▶ [The task]
Only those lines running from the line that contains "In this exercise you will annotate each instance of the recessed" through the end of the material are to be written out, each exactly as shown.
┌────────
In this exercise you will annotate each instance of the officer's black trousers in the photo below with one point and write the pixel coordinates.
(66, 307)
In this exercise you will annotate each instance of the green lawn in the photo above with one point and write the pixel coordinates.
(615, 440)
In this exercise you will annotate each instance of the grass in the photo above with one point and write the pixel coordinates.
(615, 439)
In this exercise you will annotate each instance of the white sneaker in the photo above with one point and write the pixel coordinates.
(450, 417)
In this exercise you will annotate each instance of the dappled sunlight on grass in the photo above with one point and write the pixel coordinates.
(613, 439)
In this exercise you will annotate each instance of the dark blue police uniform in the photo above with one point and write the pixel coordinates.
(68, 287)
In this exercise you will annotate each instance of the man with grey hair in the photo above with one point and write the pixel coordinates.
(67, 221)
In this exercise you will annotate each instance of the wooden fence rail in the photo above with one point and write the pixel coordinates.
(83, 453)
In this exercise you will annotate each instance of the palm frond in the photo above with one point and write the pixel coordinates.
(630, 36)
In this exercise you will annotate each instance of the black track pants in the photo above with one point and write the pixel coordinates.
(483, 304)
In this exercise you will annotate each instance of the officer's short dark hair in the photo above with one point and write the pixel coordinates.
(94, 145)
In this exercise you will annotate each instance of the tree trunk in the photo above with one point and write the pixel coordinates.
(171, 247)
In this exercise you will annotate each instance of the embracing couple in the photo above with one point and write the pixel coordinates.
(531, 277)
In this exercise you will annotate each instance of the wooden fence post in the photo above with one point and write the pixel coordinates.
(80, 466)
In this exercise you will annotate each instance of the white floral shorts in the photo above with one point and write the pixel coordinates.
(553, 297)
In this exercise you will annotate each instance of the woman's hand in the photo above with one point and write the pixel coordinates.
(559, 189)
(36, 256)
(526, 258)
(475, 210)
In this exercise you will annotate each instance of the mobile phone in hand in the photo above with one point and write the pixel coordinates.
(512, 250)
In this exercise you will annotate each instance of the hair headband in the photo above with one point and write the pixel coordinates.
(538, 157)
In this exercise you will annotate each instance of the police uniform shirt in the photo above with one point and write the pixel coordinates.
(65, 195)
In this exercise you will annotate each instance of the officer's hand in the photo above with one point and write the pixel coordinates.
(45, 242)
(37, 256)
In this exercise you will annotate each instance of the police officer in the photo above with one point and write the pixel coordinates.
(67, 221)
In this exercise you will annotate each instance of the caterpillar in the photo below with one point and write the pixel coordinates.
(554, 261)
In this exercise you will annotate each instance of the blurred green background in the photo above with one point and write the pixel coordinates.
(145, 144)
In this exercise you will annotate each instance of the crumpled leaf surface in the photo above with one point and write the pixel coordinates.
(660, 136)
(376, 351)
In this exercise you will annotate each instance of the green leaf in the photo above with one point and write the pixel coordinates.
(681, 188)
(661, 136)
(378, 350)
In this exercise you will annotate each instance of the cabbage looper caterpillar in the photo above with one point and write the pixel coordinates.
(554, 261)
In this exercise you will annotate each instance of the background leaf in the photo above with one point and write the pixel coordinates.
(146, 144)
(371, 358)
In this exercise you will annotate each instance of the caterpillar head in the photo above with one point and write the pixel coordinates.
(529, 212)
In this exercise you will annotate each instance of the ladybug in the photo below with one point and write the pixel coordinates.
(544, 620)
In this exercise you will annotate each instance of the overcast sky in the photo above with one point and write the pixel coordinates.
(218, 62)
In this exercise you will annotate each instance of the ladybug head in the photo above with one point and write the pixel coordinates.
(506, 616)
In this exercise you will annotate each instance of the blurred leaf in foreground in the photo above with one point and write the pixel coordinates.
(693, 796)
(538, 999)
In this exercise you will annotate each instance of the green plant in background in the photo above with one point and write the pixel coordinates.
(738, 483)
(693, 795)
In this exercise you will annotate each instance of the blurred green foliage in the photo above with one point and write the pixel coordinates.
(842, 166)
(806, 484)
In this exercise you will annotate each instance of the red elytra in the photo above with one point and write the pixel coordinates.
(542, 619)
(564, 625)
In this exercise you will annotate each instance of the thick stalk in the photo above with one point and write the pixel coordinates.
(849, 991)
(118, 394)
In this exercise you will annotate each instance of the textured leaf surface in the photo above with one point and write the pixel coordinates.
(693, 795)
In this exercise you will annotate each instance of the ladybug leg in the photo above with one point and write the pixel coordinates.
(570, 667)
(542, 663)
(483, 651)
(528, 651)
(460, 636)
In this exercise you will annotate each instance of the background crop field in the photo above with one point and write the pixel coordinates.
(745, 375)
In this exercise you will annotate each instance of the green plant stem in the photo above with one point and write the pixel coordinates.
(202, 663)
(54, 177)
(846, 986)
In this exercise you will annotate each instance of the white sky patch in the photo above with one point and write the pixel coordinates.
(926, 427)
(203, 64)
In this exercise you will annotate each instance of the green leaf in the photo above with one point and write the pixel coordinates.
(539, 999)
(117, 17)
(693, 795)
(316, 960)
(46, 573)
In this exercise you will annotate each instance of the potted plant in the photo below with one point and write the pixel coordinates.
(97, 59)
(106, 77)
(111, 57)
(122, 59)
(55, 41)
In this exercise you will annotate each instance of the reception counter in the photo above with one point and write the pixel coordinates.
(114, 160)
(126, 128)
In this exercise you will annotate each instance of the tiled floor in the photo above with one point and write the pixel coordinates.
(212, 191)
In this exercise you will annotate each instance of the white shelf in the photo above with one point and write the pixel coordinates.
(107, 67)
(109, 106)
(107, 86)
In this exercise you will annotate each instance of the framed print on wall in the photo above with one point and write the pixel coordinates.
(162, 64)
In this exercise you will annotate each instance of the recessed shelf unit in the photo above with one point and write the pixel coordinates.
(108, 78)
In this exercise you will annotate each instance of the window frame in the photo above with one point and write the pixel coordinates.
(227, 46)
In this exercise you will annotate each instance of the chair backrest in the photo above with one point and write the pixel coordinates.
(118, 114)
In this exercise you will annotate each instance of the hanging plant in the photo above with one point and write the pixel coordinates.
└────────
▶ [Final result]
In this exercise you will annotate each instance of the recessed shelf unit in the photo above with one point and write the pixel coordinates.
(108, 78)
In this exercise you will annotate each instance of the window frame in the photo above with one point and write the pixel coordinates.
(227, 46)
In this exercise you will annotate each instance of the chair backrest in the photo above with one point and write the pixel coordinates.
(118, 114)
In this exercise you will annotate each instance of the hanging plant in the photo above with one point and write the pixel coordinates.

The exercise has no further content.